• **Text segment**:
BEGIN
Bottom-line, every Halacha, Chok, Din and Mishpat was created for a reason, though we don’t know the significance of each one. What I do know is that I personally wouldn’t want to lose my “Jewish license!”
The above having been said, let’s talk about Tikkun Olam. Tikkun Olam, fixing the world, is a wonderful thing if you know what you are doing and are doing it the right way. For a (simplistic) example, does it make sense giving perishable Shabbat food to someone that has tons of food for Shabbat and will likely be forced to throw your food out?
The point I’m trying to get at is, to do real Tikkun Olam, you need to be prepared in order to not only know exactly what to do that would help all around you, but to make better judgement calls in terms of what helps and what doesn’t.
Making Fun and Being Jerks
Now, for people making fun of her and being jerks. Guess what: you have jerks no matter where you are. I like to say that there are two types of Torah-observant Jews: religious and ritualistic Jews. Those that are ritualistic are going through the motions for all sorts of reasons besides the main point (e.g. tradition, the social aspect, family pressure/yichus, etc.). This is sad. Those that go through the motions with proper Kavannah, the ones with nothing to lose, are the real religious ones in my personal opinion.
END
[Stored data entries]
BEGIN
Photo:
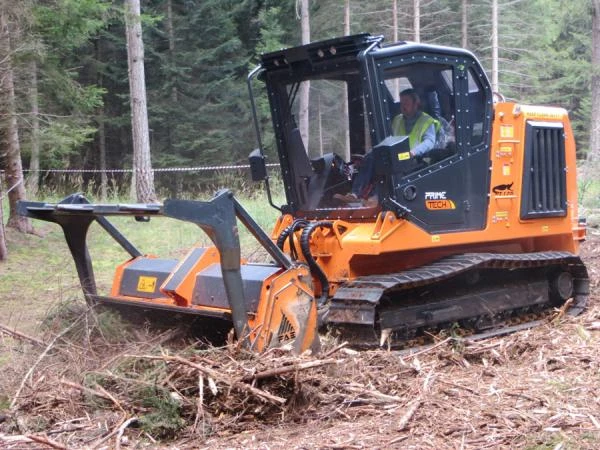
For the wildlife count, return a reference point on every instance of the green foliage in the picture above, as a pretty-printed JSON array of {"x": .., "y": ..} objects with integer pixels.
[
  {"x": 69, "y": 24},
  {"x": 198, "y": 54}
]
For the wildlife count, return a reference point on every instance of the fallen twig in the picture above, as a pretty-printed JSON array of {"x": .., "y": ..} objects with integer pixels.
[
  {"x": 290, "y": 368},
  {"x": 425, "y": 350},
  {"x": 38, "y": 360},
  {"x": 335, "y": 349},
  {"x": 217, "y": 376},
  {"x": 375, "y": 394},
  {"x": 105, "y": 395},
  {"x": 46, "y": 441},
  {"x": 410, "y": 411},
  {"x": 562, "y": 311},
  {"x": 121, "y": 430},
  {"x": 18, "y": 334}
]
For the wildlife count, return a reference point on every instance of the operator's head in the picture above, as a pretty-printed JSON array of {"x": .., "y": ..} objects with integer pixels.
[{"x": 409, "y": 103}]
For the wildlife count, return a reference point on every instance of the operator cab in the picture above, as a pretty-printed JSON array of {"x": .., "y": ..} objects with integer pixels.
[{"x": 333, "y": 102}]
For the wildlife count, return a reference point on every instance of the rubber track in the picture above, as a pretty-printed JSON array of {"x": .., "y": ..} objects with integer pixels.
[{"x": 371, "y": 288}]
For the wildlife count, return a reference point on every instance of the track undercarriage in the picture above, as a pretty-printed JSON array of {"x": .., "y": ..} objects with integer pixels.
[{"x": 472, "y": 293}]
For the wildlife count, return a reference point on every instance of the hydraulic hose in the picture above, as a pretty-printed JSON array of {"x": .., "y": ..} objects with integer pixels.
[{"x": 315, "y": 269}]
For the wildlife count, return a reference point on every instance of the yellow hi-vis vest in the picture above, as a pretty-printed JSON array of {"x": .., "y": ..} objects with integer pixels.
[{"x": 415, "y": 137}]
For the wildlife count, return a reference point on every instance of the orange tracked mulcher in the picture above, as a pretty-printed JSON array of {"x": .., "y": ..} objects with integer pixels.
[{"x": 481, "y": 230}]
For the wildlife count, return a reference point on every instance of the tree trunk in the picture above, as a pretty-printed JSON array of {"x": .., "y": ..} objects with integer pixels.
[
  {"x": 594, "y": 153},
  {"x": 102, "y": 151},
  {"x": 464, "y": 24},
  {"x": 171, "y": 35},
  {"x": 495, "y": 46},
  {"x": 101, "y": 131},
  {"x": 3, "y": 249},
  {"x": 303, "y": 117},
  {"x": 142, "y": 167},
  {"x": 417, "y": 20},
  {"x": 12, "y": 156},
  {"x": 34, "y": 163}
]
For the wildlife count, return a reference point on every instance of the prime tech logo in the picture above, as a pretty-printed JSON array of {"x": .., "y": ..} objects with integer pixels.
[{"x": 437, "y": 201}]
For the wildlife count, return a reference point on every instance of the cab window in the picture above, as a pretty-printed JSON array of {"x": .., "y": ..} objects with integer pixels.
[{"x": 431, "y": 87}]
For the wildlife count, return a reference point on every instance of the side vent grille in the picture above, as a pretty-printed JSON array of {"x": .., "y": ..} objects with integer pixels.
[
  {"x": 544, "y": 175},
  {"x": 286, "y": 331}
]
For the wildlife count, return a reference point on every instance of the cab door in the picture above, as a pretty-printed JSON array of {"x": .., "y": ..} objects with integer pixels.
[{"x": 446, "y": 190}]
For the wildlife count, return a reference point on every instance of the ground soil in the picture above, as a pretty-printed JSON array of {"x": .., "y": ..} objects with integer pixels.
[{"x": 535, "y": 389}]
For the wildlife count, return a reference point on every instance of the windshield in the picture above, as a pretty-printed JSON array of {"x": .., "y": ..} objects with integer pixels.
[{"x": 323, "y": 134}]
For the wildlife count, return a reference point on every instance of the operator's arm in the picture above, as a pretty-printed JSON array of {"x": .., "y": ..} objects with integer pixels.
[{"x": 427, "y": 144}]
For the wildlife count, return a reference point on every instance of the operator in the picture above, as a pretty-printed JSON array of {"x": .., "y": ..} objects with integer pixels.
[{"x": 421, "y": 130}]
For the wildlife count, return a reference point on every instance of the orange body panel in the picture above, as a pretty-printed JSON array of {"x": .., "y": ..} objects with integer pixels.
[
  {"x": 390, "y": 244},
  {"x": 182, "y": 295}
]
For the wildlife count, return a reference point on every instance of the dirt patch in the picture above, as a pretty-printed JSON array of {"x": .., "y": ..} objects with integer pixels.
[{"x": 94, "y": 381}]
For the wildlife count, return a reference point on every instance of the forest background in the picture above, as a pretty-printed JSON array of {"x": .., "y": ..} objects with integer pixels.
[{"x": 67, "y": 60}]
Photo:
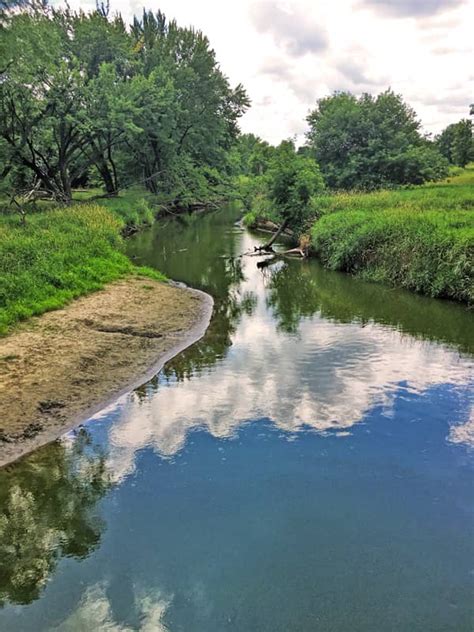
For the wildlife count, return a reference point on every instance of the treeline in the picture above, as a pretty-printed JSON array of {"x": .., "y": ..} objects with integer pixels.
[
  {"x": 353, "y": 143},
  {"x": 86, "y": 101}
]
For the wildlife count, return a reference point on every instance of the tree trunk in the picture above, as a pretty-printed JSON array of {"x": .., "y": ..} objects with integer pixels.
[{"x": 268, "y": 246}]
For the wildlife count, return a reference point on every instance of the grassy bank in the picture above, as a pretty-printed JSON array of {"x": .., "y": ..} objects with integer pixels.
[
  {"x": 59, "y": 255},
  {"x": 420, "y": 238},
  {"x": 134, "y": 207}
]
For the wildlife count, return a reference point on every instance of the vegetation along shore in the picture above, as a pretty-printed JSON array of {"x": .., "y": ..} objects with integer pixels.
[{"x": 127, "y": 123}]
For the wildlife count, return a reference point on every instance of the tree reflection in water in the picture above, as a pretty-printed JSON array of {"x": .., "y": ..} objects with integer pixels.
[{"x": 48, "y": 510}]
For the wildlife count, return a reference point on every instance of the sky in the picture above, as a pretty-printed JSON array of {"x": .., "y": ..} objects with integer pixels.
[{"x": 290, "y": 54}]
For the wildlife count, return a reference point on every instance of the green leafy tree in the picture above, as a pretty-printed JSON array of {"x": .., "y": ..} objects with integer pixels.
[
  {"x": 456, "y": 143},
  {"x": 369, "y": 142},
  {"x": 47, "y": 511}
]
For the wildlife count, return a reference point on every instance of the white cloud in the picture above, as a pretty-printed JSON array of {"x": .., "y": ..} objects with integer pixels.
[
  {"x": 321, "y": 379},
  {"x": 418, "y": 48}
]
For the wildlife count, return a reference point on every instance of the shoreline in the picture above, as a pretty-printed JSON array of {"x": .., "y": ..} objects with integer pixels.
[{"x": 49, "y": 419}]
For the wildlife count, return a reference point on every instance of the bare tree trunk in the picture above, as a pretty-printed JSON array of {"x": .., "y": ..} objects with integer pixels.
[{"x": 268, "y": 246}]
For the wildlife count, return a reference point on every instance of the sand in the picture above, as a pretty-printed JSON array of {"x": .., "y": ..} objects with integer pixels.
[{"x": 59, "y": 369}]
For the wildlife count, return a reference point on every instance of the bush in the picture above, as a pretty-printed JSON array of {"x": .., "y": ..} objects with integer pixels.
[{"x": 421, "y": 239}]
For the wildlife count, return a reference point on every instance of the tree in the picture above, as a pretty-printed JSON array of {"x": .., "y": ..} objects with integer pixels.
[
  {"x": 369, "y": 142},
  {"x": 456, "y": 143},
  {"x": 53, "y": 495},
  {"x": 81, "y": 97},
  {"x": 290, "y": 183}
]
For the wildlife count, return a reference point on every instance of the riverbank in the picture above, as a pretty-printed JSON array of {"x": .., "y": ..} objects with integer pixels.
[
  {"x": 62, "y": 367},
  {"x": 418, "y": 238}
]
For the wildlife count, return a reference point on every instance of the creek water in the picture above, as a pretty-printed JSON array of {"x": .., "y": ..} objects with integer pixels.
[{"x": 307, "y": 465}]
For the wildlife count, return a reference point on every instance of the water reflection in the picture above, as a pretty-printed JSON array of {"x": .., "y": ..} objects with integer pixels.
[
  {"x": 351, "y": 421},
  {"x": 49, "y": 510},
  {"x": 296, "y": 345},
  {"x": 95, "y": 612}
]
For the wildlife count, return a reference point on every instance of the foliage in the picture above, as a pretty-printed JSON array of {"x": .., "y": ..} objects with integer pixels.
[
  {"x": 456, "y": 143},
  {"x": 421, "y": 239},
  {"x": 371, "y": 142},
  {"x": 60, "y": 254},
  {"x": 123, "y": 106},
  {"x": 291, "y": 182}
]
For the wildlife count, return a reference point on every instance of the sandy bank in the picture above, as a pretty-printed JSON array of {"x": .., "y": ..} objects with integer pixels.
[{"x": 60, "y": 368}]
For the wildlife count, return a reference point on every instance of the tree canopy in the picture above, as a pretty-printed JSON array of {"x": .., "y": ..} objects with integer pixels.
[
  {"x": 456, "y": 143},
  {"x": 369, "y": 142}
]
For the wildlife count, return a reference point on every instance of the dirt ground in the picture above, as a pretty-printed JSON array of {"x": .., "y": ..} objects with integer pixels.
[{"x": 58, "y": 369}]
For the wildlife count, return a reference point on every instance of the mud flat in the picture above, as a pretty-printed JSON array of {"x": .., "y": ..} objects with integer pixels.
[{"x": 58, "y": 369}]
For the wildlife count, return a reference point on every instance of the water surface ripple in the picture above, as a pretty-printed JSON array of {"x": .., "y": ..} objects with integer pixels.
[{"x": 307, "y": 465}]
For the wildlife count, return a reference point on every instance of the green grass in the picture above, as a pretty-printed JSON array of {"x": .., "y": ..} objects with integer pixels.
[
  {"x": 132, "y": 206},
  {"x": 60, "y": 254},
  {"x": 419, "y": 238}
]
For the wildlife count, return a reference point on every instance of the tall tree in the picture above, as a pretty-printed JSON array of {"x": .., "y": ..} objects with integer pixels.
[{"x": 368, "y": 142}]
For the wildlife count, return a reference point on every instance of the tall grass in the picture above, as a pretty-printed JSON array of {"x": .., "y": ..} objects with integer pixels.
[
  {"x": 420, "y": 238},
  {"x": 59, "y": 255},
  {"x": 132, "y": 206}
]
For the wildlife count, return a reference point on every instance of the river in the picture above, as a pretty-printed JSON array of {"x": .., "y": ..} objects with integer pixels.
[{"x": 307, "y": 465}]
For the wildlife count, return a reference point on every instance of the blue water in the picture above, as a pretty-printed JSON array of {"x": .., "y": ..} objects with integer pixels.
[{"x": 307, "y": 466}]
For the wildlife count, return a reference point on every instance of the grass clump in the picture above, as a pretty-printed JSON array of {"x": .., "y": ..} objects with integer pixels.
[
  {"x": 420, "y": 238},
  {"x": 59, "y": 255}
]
END
BEGIN
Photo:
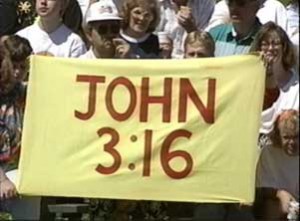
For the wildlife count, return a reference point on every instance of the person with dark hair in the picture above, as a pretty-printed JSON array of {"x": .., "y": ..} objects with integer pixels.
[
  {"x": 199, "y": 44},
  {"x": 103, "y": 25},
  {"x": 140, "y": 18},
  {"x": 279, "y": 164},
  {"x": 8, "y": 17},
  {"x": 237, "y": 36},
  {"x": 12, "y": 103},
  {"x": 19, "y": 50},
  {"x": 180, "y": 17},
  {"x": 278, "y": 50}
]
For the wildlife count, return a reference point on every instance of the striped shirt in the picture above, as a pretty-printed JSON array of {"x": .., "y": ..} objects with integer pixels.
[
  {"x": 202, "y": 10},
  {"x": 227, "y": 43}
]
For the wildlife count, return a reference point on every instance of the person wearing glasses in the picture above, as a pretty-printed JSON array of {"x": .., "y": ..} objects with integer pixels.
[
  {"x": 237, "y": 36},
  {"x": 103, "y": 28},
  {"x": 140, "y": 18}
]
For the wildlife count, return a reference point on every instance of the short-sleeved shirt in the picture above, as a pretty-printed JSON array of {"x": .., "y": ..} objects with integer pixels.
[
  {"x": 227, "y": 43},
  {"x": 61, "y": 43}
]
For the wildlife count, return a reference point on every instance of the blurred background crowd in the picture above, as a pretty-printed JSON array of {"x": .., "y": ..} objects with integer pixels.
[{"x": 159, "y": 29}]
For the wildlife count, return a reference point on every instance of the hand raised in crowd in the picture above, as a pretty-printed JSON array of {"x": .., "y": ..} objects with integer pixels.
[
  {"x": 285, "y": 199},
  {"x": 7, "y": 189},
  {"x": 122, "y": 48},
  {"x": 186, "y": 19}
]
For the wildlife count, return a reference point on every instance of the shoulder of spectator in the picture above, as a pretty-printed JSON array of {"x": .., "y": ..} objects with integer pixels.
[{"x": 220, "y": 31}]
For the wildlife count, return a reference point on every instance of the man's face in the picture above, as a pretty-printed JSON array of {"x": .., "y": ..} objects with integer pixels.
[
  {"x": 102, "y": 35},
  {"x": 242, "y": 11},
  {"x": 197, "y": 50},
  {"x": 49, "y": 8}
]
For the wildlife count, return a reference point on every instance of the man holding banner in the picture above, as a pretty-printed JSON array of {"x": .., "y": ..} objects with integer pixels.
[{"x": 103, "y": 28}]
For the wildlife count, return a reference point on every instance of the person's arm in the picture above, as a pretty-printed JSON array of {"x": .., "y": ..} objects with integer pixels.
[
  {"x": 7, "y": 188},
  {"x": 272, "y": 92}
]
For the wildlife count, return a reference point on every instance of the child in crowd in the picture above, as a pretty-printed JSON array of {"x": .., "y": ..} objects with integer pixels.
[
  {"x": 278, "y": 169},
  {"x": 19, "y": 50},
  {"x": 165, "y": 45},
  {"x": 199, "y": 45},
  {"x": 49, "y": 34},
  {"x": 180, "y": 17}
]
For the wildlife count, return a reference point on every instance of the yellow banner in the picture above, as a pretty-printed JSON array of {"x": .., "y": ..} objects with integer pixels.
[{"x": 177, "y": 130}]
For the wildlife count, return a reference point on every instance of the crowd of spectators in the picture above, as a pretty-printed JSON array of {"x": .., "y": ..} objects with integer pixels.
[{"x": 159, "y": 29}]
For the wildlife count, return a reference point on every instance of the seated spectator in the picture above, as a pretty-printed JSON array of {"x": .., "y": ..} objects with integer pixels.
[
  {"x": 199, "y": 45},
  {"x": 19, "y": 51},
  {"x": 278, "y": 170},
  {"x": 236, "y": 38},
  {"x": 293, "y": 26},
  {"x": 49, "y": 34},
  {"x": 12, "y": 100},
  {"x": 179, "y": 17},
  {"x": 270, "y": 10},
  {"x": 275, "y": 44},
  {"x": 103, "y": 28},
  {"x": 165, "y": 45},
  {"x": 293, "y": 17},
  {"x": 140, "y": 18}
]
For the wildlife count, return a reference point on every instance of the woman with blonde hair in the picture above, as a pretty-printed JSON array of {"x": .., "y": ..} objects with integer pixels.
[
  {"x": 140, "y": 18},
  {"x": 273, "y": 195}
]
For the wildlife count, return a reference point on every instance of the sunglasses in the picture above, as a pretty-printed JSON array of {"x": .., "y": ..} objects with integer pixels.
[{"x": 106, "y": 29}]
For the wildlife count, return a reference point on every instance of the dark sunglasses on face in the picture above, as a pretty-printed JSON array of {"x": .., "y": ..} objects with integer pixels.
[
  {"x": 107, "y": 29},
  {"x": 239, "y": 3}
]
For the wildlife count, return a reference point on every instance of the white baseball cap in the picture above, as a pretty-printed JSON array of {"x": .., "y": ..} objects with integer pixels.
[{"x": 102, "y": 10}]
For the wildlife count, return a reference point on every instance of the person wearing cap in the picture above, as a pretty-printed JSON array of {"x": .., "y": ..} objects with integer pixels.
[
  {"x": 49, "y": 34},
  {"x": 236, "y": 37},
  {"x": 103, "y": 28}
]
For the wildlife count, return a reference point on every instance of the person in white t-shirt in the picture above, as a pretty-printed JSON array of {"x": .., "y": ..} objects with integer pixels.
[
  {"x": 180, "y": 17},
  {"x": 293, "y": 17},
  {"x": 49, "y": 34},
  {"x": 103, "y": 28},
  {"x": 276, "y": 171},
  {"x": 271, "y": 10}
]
END
Carry on the piece about Jewish observance and Tikkun Olam, starting right after its final sentence.

I have a feeling that Neshama will end up being terribly disappointed in the end with the watered-down version of Judaism she’s taking in exchange for the gift she had before. She’s exchanging one set of problems for another. Not only that, but conservative/reform have their own political issues with one-upmanship and hierarchy. For example, whereas it’s relatively easy to get High Holiday seats in an Orthodox shul, try being so lucky getting such good seats at a Temple.
There is a lot more I can go on about, but feel that what I just wrote brings home the point. Torah Judaism is what you make of it, and is yours to make for yourself. Once that revelation is arrived upon, I sincerely believe that all other emotional issues with “he said/she said” will fall away.
I understand that I cannot judge someone unless I was in that person’s shoes. However, the grass sometimes is not greener on the other side. Sometimes, it’s only as green as you make it to be.